Task details
Which lines below contain the string "come"? Pull out each of them in full, and treat case as significant.
:::
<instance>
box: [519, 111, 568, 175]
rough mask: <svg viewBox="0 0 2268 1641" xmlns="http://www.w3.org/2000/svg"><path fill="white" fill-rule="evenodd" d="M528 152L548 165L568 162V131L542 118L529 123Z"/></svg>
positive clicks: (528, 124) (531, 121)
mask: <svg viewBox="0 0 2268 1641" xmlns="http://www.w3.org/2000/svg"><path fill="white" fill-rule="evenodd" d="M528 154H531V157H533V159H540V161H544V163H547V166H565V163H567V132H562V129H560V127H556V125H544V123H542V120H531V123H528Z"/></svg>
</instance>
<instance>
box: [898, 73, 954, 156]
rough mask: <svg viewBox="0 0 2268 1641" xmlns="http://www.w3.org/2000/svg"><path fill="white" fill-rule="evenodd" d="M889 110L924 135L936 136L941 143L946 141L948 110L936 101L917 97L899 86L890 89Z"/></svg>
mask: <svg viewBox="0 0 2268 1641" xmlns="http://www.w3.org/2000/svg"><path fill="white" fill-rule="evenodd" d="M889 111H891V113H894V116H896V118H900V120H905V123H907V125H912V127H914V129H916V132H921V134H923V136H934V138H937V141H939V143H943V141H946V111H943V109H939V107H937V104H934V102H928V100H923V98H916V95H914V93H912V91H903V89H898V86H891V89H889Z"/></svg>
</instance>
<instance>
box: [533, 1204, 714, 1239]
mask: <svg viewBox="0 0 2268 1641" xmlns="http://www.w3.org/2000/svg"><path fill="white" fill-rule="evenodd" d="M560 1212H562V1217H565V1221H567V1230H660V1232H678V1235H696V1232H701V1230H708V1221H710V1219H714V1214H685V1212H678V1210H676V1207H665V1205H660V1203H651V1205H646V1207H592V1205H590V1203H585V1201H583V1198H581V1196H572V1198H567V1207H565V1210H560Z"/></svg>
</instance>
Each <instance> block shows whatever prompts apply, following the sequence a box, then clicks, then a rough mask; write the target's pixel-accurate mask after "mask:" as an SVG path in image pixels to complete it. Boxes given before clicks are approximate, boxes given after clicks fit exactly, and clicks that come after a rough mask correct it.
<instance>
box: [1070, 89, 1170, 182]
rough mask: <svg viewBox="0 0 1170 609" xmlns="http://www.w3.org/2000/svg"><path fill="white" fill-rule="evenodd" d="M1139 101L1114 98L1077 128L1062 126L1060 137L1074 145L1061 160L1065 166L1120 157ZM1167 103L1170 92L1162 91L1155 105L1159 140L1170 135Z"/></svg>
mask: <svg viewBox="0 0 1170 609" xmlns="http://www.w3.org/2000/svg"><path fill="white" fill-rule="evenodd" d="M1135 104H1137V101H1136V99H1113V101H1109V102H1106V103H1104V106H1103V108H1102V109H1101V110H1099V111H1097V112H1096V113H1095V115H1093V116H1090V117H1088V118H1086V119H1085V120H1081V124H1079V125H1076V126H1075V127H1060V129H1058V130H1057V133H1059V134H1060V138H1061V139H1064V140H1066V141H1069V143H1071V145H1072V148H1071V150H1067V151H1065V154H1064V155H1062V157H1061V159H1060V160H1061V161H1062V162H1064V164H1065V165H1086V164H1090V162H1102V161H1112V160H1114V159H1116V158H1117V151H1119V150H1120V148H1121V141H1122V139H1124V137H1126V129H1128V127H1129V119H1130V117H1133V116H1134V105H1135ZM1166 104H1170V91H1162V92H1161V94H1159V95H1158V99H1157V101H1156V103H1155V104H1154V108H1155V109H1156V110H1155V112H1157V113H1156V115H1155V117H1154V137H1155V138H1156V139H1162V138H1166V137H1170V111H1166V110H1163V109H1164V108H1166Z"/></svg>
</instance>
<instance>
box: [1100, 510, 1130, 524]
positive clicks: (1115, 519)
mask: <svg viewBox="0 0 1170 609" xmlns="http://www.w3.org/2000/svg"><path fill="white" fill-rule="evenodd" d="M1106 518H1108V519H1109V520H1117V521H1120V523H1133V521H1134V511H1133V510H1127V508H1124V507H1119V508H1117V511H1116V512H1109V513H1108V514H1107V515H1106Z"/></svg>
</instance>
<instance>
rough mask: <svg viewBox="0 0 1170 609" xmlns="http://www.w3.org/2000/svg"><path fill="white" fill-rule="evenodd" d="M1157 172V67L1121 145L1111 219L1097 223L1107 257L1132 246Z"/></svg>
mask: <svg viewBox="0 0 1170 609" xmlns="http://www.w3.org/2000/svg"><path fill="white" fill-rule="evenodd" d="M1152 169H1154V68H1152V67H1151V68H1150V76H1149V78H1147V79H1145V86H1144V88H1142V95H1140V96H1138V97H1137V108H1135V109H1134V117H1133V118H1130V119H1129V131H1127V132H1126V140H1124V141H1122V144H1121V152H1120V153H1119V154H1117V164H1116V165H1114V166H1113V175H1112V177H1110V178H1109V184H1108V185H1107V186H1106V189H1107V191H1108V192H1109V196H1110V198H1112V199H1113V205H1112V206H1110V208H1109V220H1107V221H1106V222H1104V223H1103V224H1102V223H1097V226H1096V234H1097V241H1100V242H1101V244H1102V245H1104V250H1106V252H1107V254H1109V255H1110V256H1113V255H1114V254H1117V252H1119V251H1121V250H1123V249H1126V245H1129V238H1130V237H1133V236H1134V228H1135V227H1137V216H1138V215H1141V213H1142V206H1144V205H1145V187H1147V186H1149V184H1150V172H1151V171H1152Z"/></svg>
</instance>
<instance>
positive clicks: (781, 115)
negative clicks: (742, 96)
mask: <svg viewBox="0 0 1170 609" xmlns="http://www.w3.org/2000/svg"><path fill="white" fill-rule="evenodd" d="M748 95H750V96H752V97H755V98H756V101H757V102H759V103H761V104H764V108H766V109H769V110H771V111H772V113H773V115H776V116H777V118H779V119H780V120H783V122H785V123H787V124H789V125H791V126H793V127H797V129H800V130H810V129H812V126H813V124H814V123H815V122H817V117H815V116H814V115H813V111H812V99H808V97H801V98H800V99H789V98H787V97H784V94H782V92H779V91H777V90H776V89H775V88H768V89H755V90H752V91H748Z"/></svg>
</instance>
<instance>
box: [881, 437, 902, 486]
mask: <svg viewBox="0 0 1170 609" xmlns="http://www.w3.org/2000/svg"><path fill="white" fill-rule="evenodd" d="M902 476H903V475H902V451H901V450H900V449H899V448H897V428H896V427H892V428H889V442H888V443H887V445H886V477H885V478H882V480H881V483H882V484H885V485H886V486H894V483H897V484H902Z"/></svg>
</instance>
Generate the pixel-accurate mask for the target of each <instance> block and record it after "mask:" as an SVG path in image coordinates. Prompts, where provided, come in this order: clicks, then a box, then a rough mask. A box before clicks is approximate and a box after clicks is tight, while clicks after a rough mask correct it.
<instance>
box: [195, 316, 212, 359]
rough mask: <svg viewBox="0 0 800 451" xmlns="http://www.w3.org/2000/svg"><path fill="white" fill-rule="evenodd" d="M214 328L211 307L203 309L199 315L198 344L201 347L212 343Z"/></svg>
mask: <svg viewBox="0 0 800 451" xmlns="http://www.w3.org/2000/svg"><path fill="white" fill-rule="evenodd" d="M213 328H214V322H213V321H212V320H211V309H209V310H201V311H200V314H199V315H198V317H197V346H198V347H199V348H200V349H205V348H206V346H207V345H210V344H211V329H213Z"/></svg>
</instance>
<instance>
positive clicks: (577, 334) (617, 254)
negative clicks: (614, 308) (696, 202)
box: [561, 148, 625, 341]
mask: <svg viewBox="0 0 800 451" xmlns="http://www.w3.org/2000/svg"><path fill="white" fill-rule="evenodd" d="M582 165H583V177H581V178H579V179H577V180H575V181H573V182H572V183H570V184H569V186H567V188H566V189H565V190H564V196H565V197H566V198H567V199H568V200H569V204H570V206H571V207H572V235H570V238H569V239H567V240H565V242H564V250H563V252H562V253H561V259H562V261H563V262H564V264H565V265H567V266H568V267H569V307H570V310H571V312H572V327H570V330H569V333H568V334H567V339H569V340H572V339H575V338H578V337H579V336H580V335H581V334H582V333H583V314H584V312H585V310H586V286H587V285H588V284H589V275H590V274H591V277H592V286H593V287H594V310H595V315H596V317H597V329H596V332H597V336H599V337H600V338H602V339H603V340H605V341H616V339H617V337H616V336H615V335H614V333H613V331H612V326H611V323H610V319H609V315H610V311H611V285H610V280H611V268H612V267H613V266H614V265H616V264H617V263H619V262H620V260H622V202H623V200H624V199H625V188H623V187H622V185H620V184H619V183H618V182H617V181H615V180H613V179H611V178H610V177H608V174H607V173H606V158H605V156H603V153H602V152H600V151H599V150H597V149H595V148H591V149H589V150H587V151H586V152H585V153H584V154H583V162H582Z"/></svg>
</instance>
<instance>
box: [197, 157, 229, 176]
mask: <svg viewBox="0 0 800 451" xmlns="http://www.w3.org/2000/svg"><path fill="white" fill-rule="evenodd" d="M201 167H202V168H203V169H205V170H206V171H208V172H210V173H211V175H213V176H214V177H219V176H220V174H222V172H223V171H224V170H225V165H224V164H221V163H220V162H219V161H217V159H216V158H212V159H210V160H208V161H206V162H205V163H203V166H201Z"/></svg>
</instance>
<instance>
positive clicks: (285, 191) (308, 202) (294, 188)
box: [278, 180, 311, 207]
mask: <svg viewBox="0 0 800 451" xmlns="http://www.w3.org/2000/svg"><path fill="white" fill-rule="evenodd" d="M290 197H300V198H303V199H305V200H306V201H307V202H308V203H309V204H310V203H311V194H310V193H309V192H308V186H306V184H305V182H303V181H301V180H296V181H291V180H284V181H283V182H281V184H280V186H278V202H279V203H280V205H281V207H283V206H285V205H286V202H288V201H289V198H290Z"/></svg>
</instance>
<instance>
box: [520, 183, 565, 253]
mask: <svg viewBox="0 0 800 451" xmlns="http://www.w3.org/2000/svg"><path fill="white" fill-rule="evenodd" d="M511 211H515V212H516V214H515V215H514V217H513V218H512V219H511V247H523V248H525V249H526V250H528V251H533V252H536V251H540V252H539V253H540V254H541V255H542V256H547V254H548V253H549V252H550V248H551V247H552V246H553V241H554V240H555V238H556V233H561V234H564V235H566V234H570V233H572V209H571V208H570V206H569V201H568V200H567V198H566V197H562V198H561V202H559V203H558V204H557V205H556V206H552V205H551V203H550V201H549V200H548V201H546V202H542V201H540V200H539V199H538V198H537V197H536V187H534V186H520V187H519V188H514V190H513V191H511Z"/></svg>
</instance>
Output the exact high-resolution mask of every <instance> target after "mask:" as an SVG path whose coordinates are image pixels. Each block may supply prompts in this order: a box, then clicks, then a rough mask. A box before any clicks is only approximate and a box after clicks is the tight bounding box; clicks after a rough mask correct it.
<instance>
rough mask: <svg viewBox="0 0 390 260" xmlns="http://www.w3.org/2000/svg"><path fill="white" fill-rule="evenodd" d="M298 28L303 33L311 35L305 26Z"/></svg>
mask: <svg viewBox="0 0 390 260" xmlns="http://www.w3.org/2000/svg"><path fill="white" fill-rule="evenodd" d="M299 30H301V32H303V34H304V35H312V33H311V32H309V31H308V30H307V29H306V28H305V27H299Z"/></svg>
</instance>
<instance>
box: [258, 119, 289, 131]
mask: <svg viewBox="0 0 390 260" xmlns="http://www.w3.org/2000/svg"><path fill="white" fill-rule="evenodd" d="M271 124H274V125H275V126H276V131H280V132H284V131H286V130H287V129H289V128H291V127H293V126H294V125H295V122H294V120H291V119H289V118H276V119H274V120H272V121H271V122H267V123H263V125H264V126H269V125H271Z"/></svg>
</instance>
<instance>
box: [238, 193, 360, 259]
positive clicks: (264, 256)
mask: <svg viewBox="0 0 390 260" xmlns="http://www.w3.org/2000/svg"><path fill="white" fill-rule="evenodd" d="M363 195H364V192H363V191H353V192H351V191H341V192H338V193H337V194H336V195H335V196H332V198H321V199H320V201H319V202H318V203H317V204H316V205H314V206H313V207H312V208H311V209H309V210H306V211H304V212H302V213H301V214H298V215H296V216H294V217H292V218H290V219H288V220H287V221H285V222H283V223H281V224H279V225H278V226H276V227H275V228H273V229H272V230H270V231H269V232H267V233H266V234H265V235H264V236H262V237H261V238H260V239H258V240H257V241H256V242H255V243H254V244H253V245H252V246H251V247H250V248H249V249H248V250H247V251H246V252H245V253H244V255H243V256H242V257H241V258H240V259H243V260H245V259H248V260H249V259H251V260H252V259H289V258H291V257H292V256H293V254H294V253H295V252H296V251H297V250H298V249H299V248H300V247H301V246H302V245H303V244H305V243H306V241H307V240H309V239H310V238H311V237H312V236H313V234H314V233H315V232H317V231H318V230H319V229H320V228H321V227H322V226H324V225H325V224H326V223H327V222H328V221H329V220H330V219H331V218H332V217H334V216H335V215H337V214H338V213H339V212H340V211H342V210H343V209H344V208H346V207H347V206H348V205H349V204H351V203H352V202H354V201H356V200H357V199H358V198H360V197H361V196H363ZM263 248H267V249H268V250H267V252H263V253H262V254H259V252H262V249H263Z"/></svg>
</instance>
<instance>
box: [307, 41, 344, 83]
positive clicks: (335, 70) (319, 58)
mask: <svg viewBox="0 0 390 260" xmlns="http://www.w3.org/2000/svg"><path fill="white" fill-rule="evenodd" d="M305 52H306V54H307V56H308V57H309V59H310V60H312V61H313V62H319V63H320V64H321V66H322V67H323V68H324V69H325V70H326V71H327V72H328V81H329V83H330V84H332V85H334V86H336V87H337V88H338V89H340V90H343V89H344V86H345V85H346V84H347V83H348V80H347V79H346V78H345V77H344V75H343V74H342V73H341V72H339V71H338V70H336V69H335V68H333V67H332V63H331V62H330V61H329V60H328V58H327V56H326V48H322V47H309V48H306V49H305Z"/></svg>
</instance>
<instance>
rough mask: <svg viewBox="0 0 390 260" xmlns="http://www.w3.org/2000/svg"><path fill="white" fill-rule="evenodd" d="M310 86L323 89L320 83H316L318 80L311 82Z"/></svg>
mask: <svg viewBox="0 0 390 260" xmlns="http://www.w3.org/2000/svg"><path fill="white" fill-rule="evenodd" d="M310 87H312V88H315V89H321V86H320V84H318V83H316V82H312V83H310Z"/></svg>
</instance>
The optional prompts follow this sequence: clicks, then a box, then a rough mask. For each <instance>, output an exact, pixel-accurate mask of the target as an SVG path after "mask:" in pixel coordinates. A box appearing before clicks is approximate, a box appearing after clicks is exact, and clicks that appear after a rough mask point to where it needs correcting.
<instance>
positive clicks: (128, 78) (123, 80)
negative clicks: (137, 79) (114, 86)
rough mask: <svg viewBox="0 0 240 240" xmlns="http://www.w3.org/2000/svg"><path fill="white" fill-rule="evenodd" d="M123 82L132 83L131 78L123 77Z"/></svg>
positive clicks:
:::
Answer for this exercise
Each <instance> block shows whatever prompts apply, following the sequence a box, then clicks, then a rough mask; write the target's pixel-accurate mask after "mask:" as an SVG path in image pixels to complete it. Boxes given before clicks are approximate, boxes given after clicks fit exactly, and clicks that come after a rough mask correct it.
Generate the pixel-accurate mask for the target of each <instance> block and record it after "mask:" as an SVG path in image coordinates. Prompts, where provided, come in this order: clicks, then a box, then a rough mask. A box before clicks is approximate and a box after clicks is tight, while clicks after a rough mask correct it.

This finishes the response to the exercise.